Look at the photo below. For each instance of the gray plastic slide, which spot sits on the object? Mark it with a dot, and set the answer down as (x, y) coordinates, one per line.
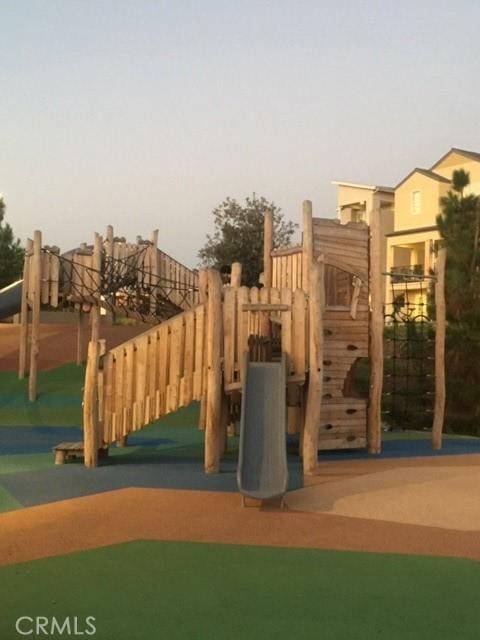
(10, 299)
(262, 471)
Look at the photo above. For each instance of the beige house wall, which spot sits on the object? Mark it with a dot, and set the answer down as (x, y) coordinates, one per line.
(431, 191)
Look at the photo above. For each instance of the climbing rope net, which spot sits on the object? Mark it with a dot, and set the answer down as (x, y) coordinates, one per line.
(409, 352)
(124, 285)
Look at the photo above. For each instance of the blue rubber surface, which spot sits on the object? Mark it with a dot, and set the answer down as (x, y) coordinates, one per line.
(25, 440)
(73, 479)
(161, 462)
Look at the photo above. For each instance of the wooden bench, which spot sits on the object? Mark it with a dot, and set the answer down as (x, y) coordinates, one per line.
(72, 450)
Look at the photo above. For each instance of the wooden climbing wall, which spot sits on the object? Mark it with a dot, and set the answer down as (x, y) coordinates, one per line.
(346, 325)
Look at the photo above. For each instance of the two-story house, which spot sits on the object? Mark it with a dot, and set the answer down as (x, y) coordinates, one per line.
(410, 245)
(358, 202)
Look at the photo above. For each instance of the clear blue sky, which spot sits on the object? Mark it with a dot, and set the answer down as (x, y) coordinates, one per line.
(147, 114)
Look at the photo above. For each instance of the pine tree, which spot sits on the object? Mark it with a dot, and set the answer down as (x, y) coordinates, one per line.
(11, 254)
(459, 226)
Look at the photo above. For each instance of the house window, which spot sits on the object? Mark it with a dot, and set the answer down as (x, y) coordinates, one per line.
(416, 203)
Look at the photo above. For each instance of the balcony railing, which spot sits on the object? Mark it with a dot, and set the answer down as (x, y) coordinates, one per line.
(411, 273)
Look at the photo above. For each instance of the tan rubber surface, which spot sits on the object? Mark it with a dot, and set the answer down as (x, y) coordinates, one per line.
(445, 497)
(130, 514)
(57, 343)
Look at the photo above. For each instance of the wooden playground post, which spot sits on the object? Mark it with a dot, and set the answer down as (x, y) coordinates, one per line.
(440, 327)
(236, 275)
(80, 336)
(214, 373)
(376, 337)
(96, 280)
(90, 406)
(202, 295)
(315, 376)
(267, 248)
(307, 244)
(35, 277)
(24, 313)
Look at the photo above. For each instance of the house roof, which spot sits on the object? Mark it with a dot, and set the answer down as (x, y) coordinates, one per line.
(473, 155)
(425, 172)
(370, 187)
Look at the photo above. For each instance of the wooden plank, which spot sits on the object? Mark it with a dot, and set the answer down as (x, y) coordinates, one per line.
(35, 272)
(24, 312)
(163, 344)
(242, 330)
(199, 351)
(376, 336)
(265, 306)
(315, 381)
(176, 347)
(440, 326)
(307, 255)
(263, 315)
(345, 442)
(91, 440)
(267, 248)
(215, 388)
(186, 385)
(287, 338)
(253, 319)
(140, 383)
(229, 332)
(299, 360)
(45, 278)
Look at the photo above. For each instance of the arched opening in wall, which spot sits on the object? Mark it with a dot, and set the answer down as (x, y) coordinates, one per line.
(338, 287)
(357, 380)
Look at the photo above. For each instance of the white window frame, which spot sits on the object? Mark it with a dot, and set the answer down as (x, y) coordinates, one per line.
(416, 202)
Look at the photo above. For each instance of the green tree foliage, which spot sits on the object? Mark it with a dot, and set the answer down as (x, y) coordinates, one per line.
(459, 225)
(238, 236)
(459, 228)
(11, 254)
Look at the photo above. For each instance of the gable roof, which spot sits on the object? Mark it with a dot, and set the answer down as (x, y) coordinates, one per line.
(425, 172)
(473, 155)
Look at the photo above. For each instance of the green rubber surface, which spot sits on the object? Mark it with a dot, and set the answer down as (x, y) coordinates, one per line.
(147, 590)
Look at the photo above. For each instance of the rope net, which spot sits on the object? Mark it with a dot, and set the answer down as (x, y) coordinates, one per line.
(409, 353)
(123, 286)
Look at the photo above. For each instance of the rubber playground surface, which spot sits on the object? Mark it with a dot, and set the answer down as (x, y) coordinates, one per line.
(151, 547)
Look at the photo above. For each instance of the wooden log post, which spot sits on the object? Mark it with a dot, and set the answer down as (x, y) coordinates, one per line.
(267, 248)
(90, 406)
(315, 376)
(307, 244)
(81, 336)
(440, 329)
(374, 421)
(214, 373)
(36, 282)
(24, 313)
(236, 275)
(96, 280)
(203, 297)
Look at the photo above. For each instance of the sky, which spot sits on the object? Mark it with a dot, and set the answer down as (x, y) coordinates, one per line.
(148, 114)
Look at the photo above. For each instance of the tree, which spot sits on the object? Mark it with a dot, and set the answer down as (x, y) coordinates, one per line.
(11, 254)
(459, 226)
(238, 236)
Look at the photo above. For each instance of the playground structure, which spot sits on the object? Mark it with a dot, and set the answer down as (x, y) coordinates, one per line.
(135, 279)
(319, 310)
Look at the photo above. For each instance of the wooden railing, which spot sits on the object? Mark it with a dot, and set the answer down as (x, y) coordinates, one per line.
(287, 268)
(153, 374)
(259, 312)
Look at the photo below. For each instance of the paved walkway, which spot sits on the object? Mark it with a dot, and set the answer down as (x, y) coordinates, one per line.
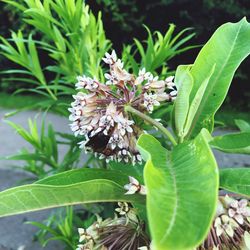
(13, 233)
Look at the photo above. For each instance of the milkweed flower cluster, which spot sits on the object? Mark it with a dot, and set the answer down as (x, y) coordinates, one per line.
(124, 231)
(231, 227)
(98, 111)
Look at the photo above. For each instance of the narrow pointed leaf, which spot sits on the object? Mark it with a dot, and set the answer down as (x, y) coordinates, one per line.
(68, 188)
(227, 48)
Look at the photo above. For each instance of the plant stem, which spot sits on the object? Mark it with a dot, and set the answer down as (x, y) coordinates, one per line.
(153, 122)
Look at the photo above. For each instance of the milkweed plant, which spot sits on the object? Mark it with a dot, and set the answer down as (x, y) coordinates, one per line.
(169, 191)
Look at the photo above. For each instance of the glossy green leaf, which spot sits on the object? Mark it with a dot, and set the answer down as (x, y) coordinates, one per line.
(68, 188)
(236, 180)
(128, 169)
(194, 106)
(232, 143)
(182, 189)
(242, 125)
(184, 83)
(227, 48)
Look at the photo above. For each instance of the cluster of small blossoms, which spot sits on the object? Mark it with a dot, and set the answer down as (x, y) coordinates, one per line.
(124, 231)
(231, 227)
(98, 112)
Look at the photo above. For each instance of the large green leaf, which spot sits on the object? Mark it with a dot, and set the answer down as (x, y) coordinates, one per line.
(68, 188)
(182, 189)
(232, 143)
(227, 48)
(236, 180)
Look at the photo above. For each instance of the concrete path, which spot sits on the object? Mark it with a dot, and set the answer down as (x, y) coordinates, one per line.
(13, 233)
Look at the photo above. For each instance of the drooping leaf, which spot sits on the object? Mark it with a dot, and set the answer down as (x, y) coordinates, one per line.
(68, 188)
(236, 180)
(232, 143)
(182, 189)
(227, 48)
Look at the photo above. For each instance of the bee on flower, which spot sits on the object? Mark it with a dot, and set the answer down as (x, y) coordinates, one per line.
(98, 111)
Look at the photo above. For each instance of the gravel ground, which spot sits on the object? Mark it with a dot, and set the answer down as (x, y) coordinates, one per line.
(14, 235)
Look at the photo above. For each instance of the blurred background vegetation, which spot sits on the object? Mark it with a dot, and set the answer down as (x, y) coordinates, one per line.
(123, 20)
(45, 44)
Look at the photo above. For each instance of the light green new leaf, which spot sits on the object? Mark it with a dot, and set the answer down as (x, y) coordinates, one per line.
(232, 143)
(236, 180)
(242, 125)
(182, 190)
(227, 48)
(184, 83)
(194, 106)
(68, 188)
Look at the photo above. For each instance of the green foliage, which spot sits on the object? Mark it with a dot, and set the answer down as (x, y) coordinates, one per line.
(232, 143)
(158, 50)
(58, 227)
(236, 180)
(242, 125)
(181, 181)
(73, 39)
(226, 50)
(44, 159)
(175, 202)
(184, 82)
(68, 188)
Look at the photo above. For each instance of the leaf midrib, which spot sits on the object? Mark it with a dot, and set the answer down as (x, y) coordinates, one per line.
(173, 218)
(212, 86)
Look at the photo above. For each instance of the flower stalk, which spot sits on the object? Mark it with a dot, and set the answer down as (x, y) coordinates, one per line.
(152, 122)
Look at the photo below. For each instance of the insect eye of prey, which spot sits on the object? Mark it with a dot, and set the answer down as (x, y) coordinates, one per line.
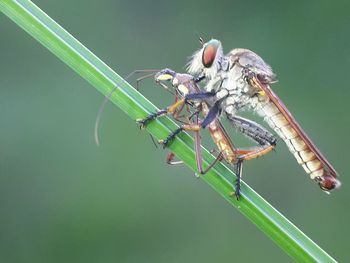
(209, 53)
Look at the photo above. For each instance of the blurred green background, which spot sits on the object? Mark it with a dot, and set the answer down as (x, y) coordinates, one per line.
(63, 199)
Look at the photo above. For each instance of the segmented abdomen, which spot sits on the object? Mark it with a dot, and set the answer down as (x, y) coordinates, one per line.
(305, 156)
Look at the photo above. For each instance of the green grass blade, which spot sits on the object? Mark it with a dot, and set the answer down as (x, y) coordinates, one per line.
(28, 16)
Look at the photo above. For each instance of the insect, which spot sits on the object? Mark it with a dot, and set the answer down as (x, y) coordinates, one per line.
(185, 85)
(241, 80)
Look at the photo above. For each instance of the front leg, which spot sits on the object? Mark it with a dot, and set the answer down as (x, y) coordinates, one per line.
(200, 96)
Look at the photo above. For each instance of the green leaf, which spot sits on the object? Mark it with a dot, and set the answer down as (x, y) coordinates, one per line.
(28, 16)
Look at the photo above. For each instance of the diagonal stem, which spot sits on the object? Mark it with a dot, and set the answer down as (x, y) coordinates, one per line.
(28, 16)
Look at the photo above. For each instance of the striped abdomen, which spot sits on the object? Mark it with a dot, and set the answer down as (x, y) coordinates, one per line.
(300, 145)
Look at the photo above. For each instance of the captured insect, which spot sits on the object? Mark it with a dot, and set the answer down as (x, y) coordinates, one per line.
(238, 81)
(184, 85)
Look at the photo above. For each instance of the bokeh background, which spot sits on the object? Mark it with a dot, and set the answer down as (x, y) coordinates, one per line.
(63, 199)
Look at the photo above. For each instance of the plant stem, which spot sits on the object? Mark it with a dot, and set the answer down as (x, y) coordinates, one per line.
(28, 16)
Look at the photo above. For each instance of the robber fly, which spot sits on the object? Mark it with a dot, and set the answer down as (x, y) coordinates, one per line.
(184, 85)
(241, 80)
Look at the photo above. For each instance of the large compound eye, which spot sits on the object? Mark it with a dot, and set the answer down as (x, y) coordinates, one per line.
(209, 53)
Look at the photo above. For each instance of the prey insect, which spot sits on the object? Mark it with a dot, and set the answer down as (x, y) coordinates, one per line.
(185, 85)
(241, 80)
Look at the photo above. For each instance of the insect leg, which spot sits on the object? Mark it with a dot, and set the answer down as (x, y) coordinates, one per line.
(172, 108)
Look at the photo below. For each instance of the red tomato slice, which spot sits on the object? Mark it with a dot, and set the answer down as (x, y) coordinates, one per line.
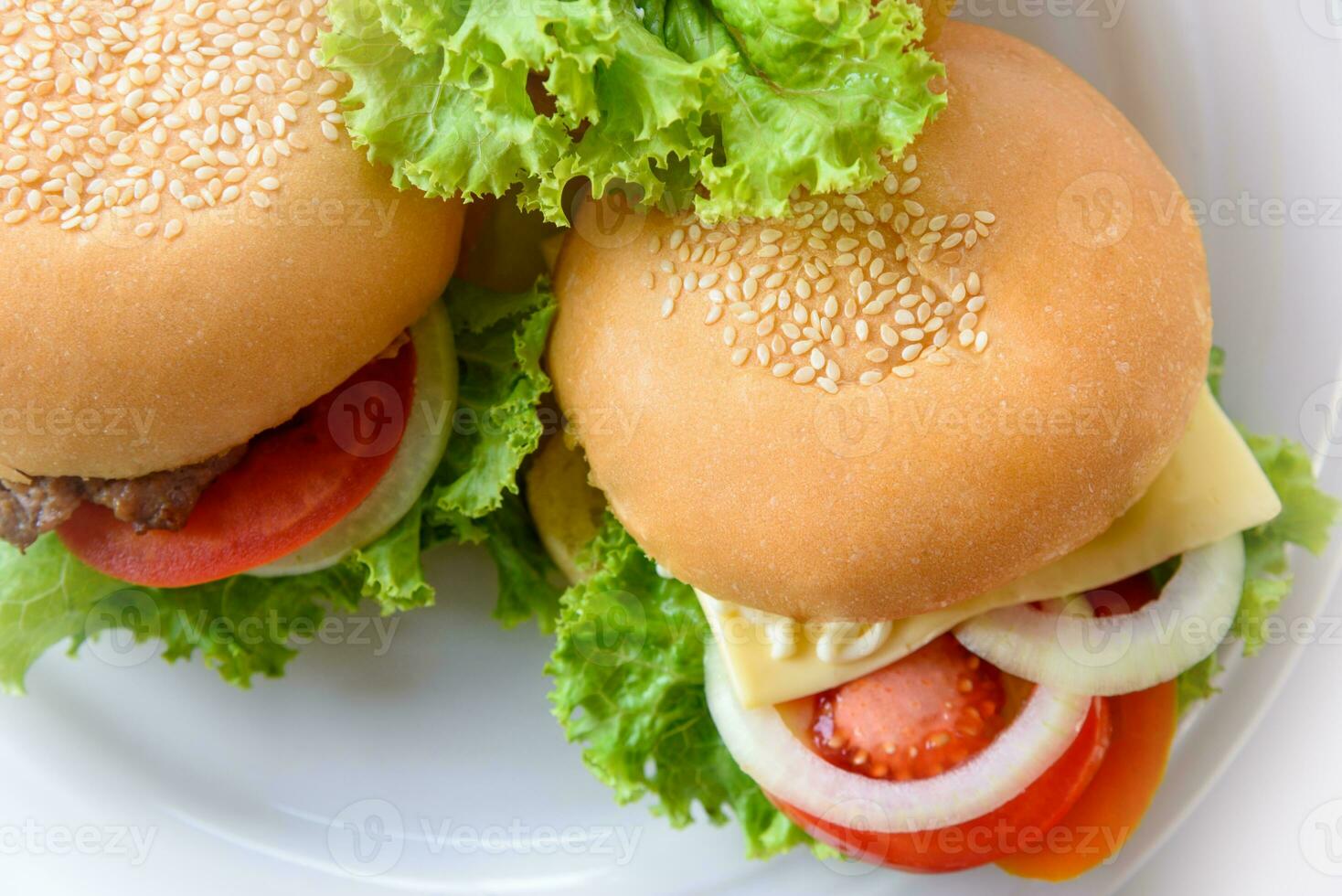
(1113, 806)
(295, 483)
(1124, 597)
(912, 720)
(925, 702)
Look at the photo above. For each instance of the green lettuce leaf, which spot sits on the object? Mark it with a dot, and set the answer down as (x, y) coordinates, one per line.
(658, 97)
(240, 626)
(628, 683)
(1307, 514)
(244, 626)
(499, 341)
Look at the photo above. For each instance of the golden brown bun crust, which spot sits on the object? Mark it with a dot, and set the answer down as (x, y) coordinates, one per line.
(128, 355)
(894, 499)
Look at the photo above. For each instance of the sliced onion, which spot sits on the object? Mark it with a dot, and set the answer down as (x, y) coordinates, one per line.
(1126, 652)
(771, 752)
(427, 431)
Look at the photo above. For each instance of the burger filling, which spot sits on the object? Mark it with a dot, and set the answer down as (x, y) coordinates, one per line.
(158, 500)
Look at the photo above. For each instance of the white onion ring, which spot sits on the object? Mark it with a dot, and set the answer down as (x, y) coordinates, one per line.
(768, 750)
(1120, 654)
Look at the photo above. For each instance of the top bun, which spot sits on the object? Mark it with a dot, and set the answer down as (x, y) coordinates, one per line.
(744, 410)
(194, 250)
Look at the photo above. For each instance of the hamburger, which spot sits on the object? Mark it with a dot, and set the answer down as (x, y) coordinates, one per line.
(903, 523)
(229, 381)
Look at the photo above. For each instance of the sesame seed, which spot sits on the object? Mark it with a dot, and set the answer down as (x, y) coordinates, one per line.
(131, 89)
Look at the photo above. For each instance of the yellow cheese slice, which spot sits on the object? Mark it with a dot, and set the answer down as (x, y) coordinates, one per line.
(1210, 488)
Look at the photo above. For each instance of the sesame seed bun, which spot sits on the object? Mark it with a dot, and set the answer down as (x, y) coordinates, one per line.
(969, 459)
(194, 250)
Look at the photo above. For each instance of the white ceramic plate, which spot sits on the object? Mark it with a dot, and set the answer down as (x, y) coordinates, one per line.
(436, 767)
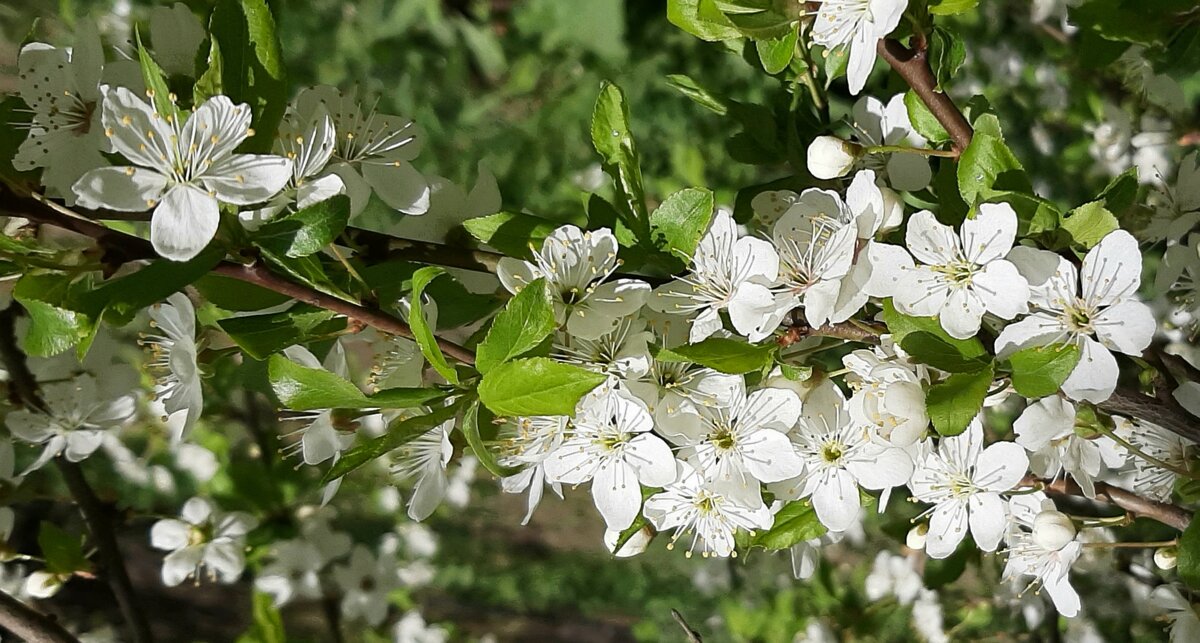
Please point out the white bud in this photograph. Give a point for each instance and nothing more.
(916, 538)
(893, 209)
(1167, 558)
(831, 157)
(1053, 530)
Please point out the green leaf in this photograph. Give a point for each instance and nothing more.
(209, 83)
(697, 94)
(946, 55)
(923, 120)
(1189, 554)
(1089, 223)
(54, 326)
(307, 230)
(1041, 371)
(268, 626)
(775, 54)
(796, 522)
(985, 161)
(954, 402)
(262, 335)
(471, 428)
(251, 65)
(400, 432)
(537, 386)
(421, 331)
(120, 300)
(723, 354)
(511, 233)
(685, 14)
(525, 322)
(951, 7)
(943, 352)
(613, 142)
(679, 222)
(300, 388)
(901, 325)
(61, 551)
(156, 82)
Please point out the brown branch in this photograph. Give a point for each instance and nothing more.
(29, 624)
(1164, 413)
(1167, 514)
(120, 247)
(912, 65)
(96, 514)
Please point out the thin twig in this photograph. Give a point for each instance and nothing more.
(96, 514)
(29, 624)
(1167, 514)
(120, 247)
(912, 65)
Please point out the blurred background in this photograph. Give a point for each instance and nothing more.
(510, 85)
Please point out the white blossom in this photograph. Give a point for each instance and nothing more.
(183, 170)
(964, 481)
(203, 536)
(727, 272)
(857, 24)
(611, 445)
(960, 275)
(1093, 307)
(575, 265)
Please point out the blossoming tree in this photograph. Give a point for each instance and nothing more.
(899, 323)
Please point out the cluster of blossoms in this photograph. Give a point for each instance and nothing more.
(672, 440)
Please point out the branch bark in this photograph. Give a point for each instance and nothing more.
(1167, 514)
(30, 625)
(912, 65)
(96, 514)
(120, 247)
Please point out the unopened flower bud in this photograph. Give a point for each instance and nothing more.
(831, 157)
(1167, 558)
(916, 538)
(1053, 530)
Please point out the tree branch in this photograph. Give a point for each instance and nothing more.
(96, 514)
(912, 65)
(120, 247)
(1167, 514)
(30, 625)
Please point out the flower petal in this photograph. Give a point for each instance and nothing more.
(184, 223)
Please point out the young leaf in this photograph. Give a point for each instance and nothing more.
(954, 402)
(1089, 223)
(775, 54)
(262, 335)
(682, 220)
(522, 324)
(471, 430)
(511, 233)
(1041, 371)
(723, 354)
(537, 386)
(421, 331)
(613, 142)
(796, 522)
(985, 160)
(901, 325)
(1189, 554)
(307, 230)
(61, 551)
(400, 433)
(300, 388)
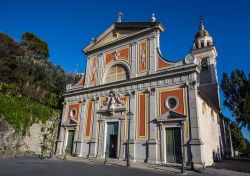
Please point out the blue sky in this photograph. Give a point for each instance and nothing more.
(68, 26)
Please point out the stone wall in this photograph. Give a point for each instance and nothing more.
(39, 136)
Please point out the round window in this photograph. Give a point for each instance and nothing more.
(171, 103)
(73, 113)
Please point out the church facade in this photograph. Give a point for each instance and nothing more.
(132, 102)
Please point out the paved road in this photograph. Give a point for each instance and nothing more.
(237, 164)
(32, 166)
(36, 167)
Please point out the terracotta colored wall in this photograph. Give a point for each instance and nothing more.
(94, 69)
(89, 119)
(73, 106)
(123, 54)
(143, 56)
(162, 63)
(142, 114)
(178, 93)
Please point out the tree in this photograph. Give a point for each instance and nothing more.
(238, 140)
(236, 90)
(37, 46)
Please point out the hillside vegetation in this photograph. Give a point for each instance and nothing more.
(31, 86)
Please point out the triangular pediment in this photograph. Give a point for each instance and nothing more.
(113, 104)
(119, 31)
(70, 122)
(170, 116)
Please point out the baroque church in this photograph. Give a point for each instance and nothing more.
(132, 103)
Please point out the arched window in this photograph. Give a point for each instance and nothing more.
(204, 64)
(116, 73)
(212, 115)
(204, 109)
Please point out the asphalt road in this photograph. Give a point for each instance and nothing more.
(32, 166)
(35, 167)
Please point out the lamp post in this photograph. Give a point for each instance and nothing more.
(183, 148)
(128, 142)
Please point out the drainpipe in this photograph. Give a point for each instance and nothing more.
(190, 133)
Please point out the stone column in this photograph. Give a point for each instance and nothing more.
(93, 140)
(132, 124)
(100, 70)
(152, 132)
(133, 59)
(195, 141)
(100, 139)
(60, 140)
(152, 55)
(79, 140)
(123, 140)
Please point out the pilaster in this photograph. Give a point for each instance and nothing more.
(79, 140)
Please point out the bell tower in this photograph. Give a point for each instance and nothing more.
(205, 51)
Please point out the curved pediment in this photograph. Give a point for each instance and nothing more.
(113, 104)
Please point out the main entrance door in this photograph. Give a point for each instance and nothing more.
(173, 145)
(69, 147)
(112, 139)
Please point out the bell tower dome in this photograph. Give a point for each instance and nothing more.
(205, 51)
(202, 37)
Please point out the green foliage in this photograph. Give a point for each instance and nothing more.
(38, 47)
(9, 89)
(238, 140)
(21, 112)
(31, 86)
(236, 90)
(37, 79)
(9, 47)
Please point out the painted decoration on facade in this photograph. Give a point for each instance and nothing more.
(118, 54)
(172, 99)
(143, 57)
(93, 69)
(125, 99)
(89, 117)
(73, 112)
(162, 63)
(142, 115)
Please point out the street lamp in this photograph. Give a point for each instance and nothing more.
(183, 148)
(129, 114)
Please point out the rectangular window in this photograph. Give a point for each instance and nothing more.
(142, 115)
(88, 122)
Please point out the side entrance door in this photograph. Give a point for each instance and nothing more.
(112, 139)
(173, 145)
(69, 147)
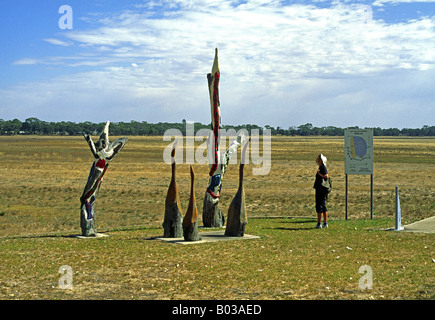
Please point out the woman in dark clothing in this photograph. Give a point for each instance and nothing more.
(321, 193)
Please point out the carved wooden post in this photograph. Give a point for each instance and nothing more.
(103, 151)
(190, 221)
(172, 223)
(237, 217)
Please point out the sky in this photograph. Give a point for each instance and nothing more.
(283, 63)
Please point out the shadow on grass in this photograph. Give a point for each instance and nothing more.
(299, 224)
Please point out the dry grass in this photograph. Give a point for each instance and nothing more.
(43, 177)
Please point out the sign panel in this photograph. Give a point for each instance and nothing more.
(358, 151)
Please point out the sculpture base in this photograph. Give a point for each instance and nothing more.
(172, 223)
(211, 236)
(212, 216)
(95, 236)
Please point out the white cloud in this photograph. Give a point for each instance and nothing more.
(58, 42)
(281, 64)
(381, 3)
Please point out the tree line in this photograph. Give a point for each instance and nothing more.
(34, 126)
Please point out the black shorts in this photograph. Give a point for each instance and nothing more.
(321, 200)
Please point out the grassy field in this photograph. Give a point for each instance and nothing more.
(43, 178)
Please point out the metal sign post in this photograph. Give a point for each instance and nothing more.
(398, 212)
(358, 158)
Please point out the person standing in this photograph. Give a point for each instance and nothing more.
(321, 192)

______

Problem to solve: Print, exactly and only, the lines running from the one with "Please point out the black" to the end of the data above.

Result below:
Please point out the black shorts in this photograph. Give a point for each instance and nothing more.
(321, 200)
Please point out the grassy field in this photograph. Give a point for each instance and nothing more.
(43, 178)
Please point out the metal sign post in this photograph. Give a point for each instance and nothing more.
(398, 212)
(358, 158)
Please point out the person standing in this photograph. Give a point for each instance and nothing more.
(321, 192)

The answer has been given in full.